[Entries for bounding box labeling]
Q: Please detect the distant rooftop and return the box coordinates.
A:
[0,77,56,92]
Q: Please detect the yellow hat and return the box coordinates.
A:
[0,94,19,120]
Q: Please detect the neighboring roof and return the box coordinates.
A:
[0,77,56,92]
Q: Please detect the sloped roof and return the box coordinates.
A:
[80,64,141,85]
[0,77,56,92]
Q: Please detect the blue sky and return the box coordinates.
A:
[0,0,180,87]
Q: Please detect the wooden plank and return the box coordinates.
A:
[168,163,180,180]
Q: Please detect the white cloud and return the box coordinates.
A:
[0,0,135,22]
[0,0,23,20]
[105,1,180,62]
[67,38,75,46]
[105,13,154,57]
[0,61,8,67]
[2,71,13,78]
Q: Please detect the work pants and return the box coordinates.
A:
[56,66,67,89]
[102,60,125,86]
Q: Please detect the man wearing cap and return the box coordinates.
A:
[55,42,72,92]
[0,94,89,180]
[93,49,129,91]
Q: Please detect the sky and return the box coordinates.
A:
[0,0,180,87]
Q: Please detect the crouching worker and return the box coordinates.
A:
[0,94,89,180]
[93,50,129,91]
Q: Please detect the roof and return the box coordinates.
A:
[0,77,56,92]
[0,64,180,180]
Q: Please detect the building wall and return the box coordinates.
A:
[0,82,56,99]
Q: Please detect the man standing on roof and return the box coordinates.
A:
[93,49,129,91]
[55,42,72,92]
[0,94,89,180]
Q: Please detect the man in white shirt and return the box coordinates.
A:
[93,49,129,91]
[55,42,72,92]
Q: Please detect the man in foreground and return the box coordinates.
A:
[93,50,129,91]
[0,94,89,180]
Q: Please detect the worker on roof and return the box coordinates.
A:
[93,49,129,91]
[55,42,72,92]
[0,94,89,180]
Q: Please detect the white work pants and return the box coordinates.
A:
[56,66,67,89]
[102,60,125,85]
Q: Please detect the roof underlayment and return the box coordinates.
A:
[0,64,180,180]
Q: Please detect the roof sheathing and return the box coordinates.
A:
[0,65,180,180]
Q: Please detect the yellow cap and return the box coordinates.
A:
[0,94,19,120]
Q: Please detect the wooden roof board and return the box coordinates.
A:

> _Problem requirements_
Write out every line of the entries above as a numbered list, leaving out any blank lines.

> _Response below_
1. Q: Please detect the distant rooftop and return the box coordinates.
2. A:
3. [0,77,56,92]
4. Q: Please detect the yellow hat and return the box coordinates.
5. A:
6. [0,94,19,120]
7. Q: Please detect the neighboring roof and return the box coordinates.
8. A:
9. [0,77,56,92]
10. Q: Please detect the sloped roof and return the box coordinates.
11. A:
12. [80,64,141,85]
13. [0,77,56,92]
14. Q: Please detect the blue sky and return the box coordinates.
15. A:
16. [0,0,180,87]
17. Q: Please detect the wooden plank and return the box coordinates.
18. A:
19. [168,163,180,180]
20. Q: Please detect the white cloud and return the box coordinates.
21. A:
22. [0,0,135,22]
23. [0,0,23,20]
24. [105,1,180,62]
25. [67,38,75,46]
26. [105,13,154,57]
27. [0,61,8,67]
28. [2,71,13,78]
29. Q: Please detect the work pants and return the box coordinates.
30. A:
31. [56,66,67,89]
32. [102,60,125,86]
33. Q: Please detect the man wearing cap and return the box coordinates.
34. A:
35. [55,42,72,92]
36. [0,94,89,180]
37. [93,49,129,91]
38. Q: Please detect the sky and return the box coordinates.
39. A:
40. [0,0,180,87]
41. Q: Please detect the crouching worker and return the box coordinates.
42. A:
43. [0,94,89,180]
44. [93,50,129,91]
45. Q: Please detect the roof and return the box coordinates.
46. A:
47. [0,77,56,92]
48. [0,64,180,180]
49. Q: Please detect the building wall and return the box coordinates.
50. A:
51. [0,82,56,99]
52. Q: Please detect the man standing on roof and return the box coordinates.
53. A:
54. [93,49,129,91]
55. [55,42,72,92]
56. [0,94,89,180]
57. Q: Please detect the man in white shirt and return the box coordinates.
58. A:
59. [93,49,129,91]
60. [55,42,72,92]
61. Q: Please detect the man in foreground and return the box coordinates.
62. A:
63. [93,50,129,91]
64. [0,94,89,180]
65. Q: Please detect the worker on roof and return the box coordinates.
66. A:
67. [93,49,129,91]
68. [55,42,72,92]
69. [0,94,89,180]
70. Q: Please detect the white work pants and return the box coordinates.
71. A:
72. [56,66,67,89]
73. [102,60,125,85]
74. Q: Please detect the roof underlayment and return the box coordinates.
75. A:
76. [0,64,180,180]
77. Q: Please detect the roof sheathing and return the box coordinates.
78. A:
79. [0,65,180,180]
80. Q: Please detect the yellow cap and return the box coordinates.
81. A:
82. [0,94,19,120]
83. Q: Please detect the wooden roof board and return the box coordinates.
84. A:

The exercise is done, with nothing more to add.